■ IHRE AUFGABEN ■
1 > Unter welchem System läuft der beschriebene Ansatz laut dem ausgewählten Text?
2 > Schreiben Sie aus dem ausgewählten Text den Abschnitt ab, der bei den Worten „Läuft so unter“ beginnt, und enden Sie nach den Worten „unterschiedliche Tabellen aufteilen.“.

■ AUSGEWÄHLTER TEXT ■
____________

Dieser Ansatz lässt sich mit ein paar Anpassungen auch als generischer SSIS-Datenfluss Task umsetzen.

Läuft so unter WinXP mit 32-Bit SQLServer Installation. Unter Windows 7 64-Bit mit 64-Bit SQL Server hatte ich Probleme, da der MSDASQL','Driver={Microsoft Text Driver (*.txt; *.csv) nicht verfügbar war und sich auch nicht (als 64-Bit Variante) nachinstallieren lies.

Gruß Tom


----------



## Alex F. (22. April 2010)

Als SSIS Paket kannst du aber auch über eine ForEach Schleife direkt eine ganzen Ordner durchgehen  und diese dann über bedingtes Teilen in unterschiedliche Tabellen aufteilen. 
Aber trotzdem vielleicht hilfreich 

Grüsse
Alex


----------



## Thomas Darimont (22. April 2010)

Hallo,

klar geht das auch mit den SSIS, habe ich aber auch im Beitrag erwähnt. Das oben genannte Skript ist eher die Variante... "schnell mal eben alle csv-Dateien aus einem Verzeichnis in die Datenbank laden" ohne eine SSIS Solution erstellen bzw. anpassen zu müssen.

Gruß Tom


----------

____________

(Eine Folge von Einträgen)
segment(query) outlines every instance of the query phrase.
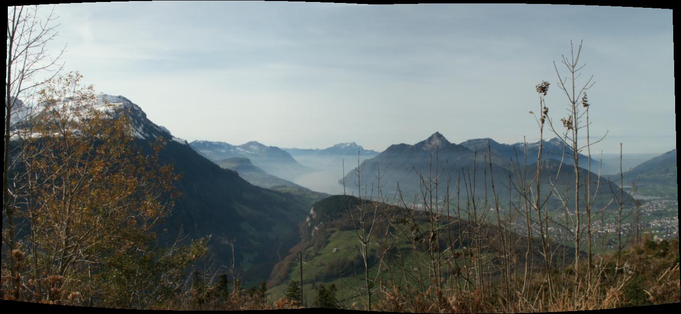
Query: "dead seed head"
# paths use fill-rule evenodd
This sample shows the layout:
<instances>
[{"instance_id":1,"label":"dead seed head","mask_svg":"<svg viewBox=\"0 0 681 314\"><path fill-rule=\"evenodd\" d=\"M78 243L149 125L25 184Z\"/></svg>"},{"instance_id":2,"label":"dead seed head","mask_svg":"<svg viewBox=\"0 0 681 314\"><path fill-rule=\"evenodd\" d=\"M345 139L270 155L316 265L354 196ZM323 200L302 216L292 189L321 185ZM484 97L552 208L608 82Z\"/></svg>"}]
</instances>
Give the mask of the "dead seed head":
<instances>
[{"instance_id":1,"label":"dead seed head","mask_svg":"<svg viewBox=\"0 0 681 314\"><path fill-rule=\"evenodd\" d=\"M537 89L537 92L540 94L544 94L546 95L546 93L549 91L549 85L550 84L548 82L542 81L539 85L537 85L535 88Z\"/></svg>"}]
</instances>

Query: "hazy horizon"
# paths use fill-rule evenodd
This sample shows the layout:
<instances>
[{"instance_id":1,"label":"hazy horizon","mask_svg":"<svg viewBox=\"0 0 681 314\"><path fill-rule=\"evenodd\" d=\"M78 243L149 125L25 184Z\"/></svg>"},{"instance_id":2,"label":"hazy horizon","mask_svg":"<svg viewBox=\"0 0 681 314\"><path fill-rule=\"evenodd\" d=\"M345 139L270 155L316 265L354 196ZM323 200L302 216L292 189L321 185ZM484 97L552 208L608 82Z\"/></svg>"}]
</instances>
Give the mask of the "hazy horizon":
<instances>
[{"instance_id":1,"label":"hazy horizon","mask_svg":"<svg viewBox=\"0 0 681 314\"><path fill-rule=\"evenodd\" d=\"M584 40L592 149L676 148L671 10L551 5L107 3L54 6L65 71L178 137L382 151L538 140L535 85L559 123L553 61ZM564 75L565 71L558 63ZM584 82L584 81L582 81ZM650 106L654 104L654 106ZM564 114L567 115L567 114ZM545 134L545 138L553 137Z\"/></svg>"}]
</instances>

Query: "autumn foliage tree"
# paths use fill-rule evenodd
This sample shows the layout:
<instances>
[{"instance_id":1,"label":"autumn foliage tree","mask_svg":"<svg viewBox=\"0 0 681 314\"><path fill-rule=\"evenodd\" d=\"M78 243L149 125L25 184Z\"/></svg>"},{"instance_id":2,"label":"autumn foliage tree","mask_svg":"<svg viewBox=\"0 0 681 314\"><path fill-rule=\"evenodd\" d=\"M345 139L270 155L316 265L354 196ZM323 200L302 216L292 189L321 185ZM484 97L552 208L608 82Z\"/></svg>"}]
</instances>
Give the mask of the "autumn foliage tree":
<instances>
[{"instance_id":1,"label":"autumn foliage tree","mask_svg":"<svg viewBox=\"0 0 681 314\"><path fill-rule=\"evenodd\" d=\"M3 264L3 298L148 307L164 283L178 285L206 241L157 247L154 228L177 179L157 160L163 140L136 144L123 108L99 100L81 78L50 80L18 133L19 240L11 252L16 274L5 276L11 266Z\"/></svg>"}]
</instances>

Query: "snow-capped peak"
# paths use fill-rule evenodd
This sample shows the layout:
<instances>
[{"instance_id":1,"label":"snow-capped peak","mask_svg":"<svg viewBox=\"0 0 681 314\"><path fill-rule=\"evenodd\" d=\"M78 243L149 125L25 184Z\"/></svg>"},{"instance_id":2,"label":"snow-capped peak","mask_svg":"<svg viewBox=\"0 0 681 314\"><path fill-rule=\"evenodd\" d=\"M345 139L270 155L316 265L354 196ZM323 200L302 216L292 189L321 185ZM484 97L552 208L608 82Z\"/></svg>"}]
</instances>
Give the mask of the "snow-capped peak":
<instances>
[{"instance_id":1,"label":"snow-capped peak","mask_svg":"<svg viewBox=\"0 0 681 314\"><path fill-rule=\"evenodd\" d=\"M133 127L133 134L138 138L148 140L164 136L178 143L188 144L186 140L173 136L167 128L150 121L139 106L125 97L100 93L97 95L97 106L99 110L112 112L114 115L127 115Z\"/></svg>"}]
</instances>

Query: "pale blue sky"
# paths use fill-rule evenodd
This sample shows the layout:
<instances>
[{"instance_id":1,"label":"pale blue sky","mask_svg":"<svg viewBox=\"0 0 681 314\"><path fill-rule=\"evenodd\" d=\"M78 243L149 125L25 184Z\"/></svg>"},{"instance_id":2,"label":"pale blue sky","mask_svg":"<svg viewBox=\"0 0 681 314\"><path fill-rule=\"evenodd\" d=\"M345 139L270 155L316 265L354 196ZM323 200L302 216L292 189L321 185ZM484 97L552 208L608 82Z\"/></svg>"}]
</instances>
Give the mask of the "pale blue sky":
<instances>
[{"instance_id":1,"label":"pale blue sky","mask_svg":"<svg viewBox=\"0 0 681 314\"><path fill-rule=\"evenodd\" d=\"M584 40L591 133L609 132L597 151L676 148L671 10L155 1L55 12L66 70L190 141L382 151L436 131L456 143L536 140L534 87L552 83L559 121L552 62Z\"/></svg>"}]
</instances>

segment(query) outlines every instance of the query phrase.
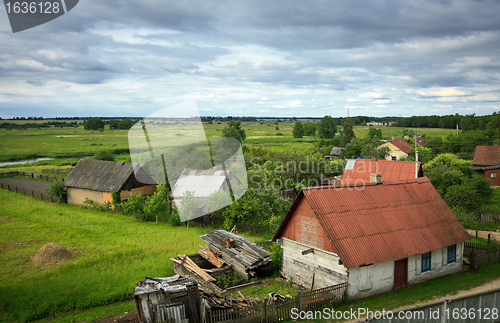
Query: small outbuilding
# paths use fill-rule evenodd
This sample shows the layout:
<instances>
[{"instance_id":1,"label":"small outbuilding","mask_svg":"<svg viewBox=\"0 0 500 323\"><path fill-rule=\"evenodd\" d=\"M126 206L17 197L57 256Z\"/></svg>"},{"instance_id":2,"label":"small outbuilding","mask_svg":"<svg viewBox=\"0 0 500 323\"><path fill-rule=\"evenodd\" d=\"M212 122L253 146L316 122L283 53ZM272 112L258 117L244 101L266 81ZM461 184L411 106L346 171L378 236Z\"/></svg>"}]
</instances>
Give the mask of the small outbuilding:
<instances>
[{"instance_id":1,"label":"small outbuilding","mask_svg":"<svg viewBox=\"0 0 500 323\"><path fill-rule=\"evenodd\" d=\"M307 288L348 282L350 299L463 269L470 239L428 178L301 190L274 239L282 274Z\"/></svg>"},{"instance_id":2,"label":"small outbuilding","mask_svg":"<svg viewBox=\"0 0 500 323\"><path fill-rule=\"evenodd\" d=\"M500 146L476 146L472 169L483 173L491 185L500 186Z\"/></svg>"},{"instance_id":3,"label":"small outbuilding","mask_svg":"<svg viewBox=\"0 0 500 323\"><path fill-rule=\"evenodd\" d=\"M134 167L148 184L138 181ZM120 192L122 201L131 193L150 195L156 192L153 179L138 165L104 160L81 159L64 180L69 204L83 205L86 198L102 204L112 201L112 192Z\"/></svg>"}]
</instances>

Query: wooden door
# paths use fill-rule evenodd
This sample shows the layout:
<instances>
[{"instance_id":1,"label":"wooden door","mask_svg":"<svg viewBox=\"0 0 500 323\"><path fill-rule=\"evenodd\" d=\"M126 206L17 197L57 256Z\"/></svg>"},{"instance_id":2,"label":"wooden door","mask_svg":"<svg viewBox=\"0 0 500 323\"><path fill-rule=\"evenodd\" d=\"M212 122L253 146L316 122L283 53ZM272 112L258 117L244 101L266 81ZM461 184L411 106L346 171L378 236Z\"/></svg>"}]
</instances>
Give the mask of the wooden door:
<instances>
[{"instance_id":1,"label":"wooden door","mask_svg":"<svg viewBox=\"0 0 500 323\"><path fill-rule=\"evenodd\" d=\"M408 284L408 258L394 262L394 289Z\"/></svg>"}]
</instances>

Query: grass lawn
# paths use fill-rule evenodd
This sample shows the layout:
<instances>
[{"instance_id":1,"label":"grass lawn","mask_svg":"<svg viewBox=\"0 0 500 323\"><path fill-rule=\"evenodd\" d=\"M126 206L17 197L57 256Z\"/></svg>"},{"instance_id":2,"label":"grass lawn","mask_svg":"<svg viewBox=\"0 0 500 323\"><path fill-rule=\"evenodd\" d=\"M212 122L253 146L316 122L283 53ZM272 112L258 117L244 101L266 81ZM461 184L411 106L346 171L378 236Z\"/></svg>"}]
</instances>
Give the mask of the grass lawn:
<instances>
[{"instance_id":1,"label":"grass lawn","mask_svg":"<svg viewBox=\"0 0 500 323\"><path fill-rule=\"evenodd\" d=\"M169 258L197 252L198 237L207 230L94 213L4 190L0 205L0 321L5 322L128 301L145 276L173 275ZM31 257L50 242L66 246L73 259L34 266Z\"/></svg>"},{"instance_id":2,"label":"grass lawn","mask_svg":"<svg viewBox=\"0 0 500 323\"><path fill-rule=\"evenodd\" d=\"M453 295L461 290L468 290L500 277L500 264L484 267L474 272L465 270L461 273L434 278L420 284L410 285L377 296L367 297L335 307L335 311L358 311L358 308L372 312L395 310L400 307L431 301L436 297ZM334 320L337 322L337 320ZM325 320L301 320L301 322L325 322ZM326 321L333 322L333 321Z\"/></svg>"}]
</instances>

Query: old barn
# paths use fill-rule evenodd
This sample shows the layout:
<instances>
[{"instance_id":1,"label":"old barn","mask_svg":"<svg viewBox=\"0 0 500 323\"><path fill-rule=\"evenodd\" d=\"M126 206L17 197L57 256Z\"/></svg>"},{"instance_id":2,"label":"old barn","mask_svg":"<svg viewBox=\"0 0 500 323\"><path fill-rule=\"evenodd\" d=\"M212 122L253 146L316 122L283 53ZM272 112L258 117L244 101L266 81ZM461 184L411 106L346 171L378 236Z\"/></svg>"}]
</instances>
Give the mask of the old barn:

____________

■ ERWARTETE ERGEBNISSE ■
1 > Unter WinXP mit einer 32-Bit-SQL-Server-Installation.

2 >
Läuft so unter WinXP mit 32-Bit SQLServer Installation. Unter Windows 7 64-Bit mit 64-Bit SQL Server hatte ich Probleme, da der MSDASQL','Driver={Microsoft Text Driver (*.txt; *.csv) nicht verfügbar war und sich auch nicht (als 64-Bit Variante) nachinstallieren lies.

Gruß Tom


----------



## Alex F. (22. April 2010)

Als SSIS Paket kannst du aber auch über eine ForEach Schleife direkt eine ganzen Ordner durchgehen  und diese dann über bedingtes Teilen in unterschiedliche Tabellen aufteilen.